Can you output the records from the line with "Exercise. Pick out the sign" up to and including the line with "<point>52,236</point>" as a Markdown table, with the columns Row and Line and blank lines omitted?

[Named-object pointing records]

* * *

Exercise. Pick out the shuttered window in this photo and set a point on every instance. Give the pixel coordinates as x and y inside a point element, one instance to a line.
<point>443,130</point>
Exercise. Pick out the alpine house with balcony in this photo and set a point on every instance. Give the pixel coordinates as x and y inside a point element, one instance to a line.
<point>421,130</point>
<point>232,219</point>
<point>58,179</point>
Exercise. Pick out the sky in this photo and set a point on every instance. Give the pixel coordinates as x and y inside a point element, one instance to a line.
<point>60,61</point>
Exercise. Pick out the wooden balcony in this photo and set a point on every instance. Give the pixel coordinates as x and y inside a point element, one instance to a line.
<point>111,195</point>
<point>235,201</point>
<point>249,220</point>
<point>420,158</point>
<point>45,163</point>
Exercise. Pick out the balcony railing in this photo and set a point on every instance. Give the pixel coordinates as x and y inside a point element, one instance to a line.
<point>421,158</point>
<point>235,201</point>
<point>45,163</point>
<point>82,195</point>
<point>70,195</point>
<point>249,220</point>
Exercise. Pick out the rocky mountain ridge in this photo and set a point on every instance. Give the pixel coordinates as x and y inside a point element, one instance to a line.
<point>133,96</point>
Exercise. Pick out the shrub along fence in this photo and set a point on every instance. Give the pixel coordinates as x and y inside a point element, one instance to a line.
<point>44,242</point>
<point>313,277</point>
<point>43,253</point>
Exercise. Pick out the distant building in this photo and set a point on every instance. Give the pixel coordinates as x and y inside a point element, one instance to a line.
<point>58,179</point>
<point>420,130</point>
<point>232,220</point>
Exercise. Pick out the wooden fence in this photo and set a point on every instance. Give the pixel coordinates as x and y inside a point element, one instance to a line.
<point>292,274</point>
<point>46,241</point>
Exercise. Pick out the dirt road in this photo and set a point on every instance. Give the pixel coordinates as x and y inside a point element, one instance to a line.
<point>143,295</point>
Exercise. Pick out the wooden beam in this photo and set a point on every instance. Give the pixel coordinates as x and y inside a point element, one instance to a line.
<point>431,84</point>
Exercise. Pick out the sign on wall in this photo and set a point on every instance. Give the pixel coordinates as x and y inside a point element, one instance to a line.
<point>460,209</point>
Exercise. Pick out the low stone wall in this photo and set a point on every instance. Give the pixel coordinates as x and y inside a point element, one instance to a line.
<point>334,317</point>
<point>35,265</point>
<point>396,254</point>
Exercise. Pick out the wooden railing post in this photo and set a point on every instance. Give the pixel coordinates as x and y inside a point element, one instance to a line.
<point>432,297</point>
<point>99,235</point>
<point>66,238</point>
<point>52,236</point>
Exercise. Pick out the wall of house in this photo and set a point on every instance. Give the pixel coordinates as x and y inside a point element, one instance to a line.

* * *

Answer for the task —
| Row | Line |
|---|---|
| 1 | Exercise. Pick out the sign on wall in this photo and set a point on every instance. Give the pixel coordinates as x and y inside a point element, one instance to a line. |
| 2 | <point>460,209</point> |
| 3 | Exercise. Pick out the low stone wall in this photo and set a point on every instance. Give the pixel coordinates as x and y inside a point element, one instance to a line. |
| 4 | <point>334,317</point> |
| 5 | <point>35,265</point> |
| 6 | <point>396,254</point> |
| 7 | Exercise. Pick out the wooden railing post in this photo and set a point on every instance. Give the pixel coordinates as x and y inside a point element, one instance to a line. |
| 8 | <point>432,297</point> |
| 9 | <point>99,235</point> |
| 10 | <point>66,238</point> |
| 11 | <point>52,236</point> |